## Work to be completed
Your answer must be the records below, repeated exactly, with every picture left out.

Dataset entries
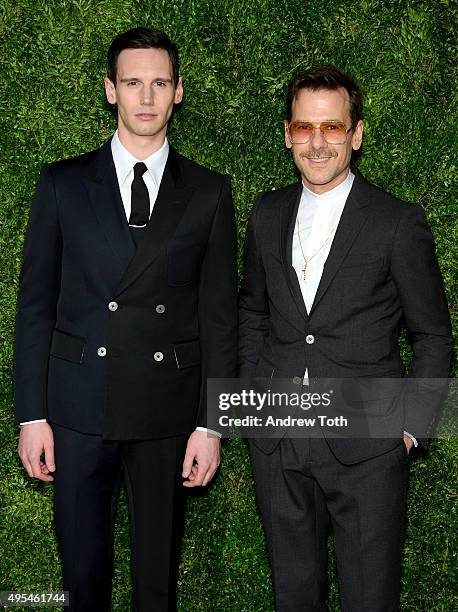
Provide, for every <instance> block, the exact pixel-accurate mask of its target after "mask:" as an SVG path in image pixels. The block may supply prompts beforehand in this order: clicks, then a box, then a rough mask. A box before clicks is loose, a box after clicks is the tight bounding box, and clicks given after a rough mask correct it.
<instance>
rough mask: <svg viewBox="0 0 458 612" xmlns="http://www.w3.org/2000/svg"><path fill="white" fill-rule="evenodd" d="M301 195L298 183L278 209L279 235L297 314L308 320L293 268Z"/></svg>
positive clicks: (284, 269) (287, 273) (282, 257)
mask: <svg viewBox="0 0 458 612" xmlns="http://www.w3.org/2000/svg"><path fill="white" fill-rule="evenodd" d="M301 195H302V184H301V183H299V184H298V185H297V186H295V187H294V189H293V190H292V191H291V194H290V196H289V198H288V199H287V201H286V202H285V204H284V205H283V206H282V207H281V209H280V235H281V243H282V244H281V253H282V260H283V269H284V272H285V276H286V280H287V282H288V286H289V289H290V291H291V295H292V296H293V299H294V302H295V303H296V306H297V309H298V311H299V314H300V316H301V317H303V319H305V320H306V321H308V314H307V309H306V307H305V304H304V298H303V297H302V292H301V288H300V285H299V281H298V279H297V274H296V271H295V270H294V268H293V260H292V259H293V255H292V252H293V234H294V227H295V224H296V217H297V211H298V208H299V203H300V201H301Z"/></svg>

## Response to this task
Provide, for every <instance> block, the exact pixel-accurate mask of its target after "mask:" as an SVG path in image pixels. The block may supply prompts beforehand in this order: clicks, then a box, then a rough mask. A box before clicks is loose, a box after clicks is the tight bounding box, and clicks given after a rough mask correct it.
<instance>
rough mask: <svg viewBox="0 0 458 612" xmlns="http://www.w3.org/2000/svg"><path fill="white" fill-rule="evenodd" d="M301 195L298 183L278 209L279 235L297 314L308 320L293 268Z"/></svg>
positive clicks: (284, 269) (287, 273) (282, 257)
mask: <svg viewBox="0 0 458 612" xmlns="http://www.w3.org/2000/svg"><path fill="white" fill-rule="evenodd" d="M301 195H302V184H301V183H299V184H298V185H297V186H295V187H294V189H293V190H292V191H291V194H290V196H289V198H288V199H287V201H286V202H285V204H284V205H283V206H282V207H281V209H280V235H281V243H282V244H281V253H282V260H283V269H284V272H285V276H286V280H287V282H288V286H289V289H290V291H291V295H292V296H293V299H294V302H295V303H296V306H297V309H298V311H299V314H300V316H301V317H303V319H305V320H306V321H308V314H307V309H306V307H305V304H304V298H303V297H302V292H301V288H300V285H299V281H298V279H297V274H296V271H295V270H294V268H293V260H292V259H293V255H292V252H293V234H294V227H295V224H296V217H297V211H298V208H299V203H300V201H301Z"/></svg>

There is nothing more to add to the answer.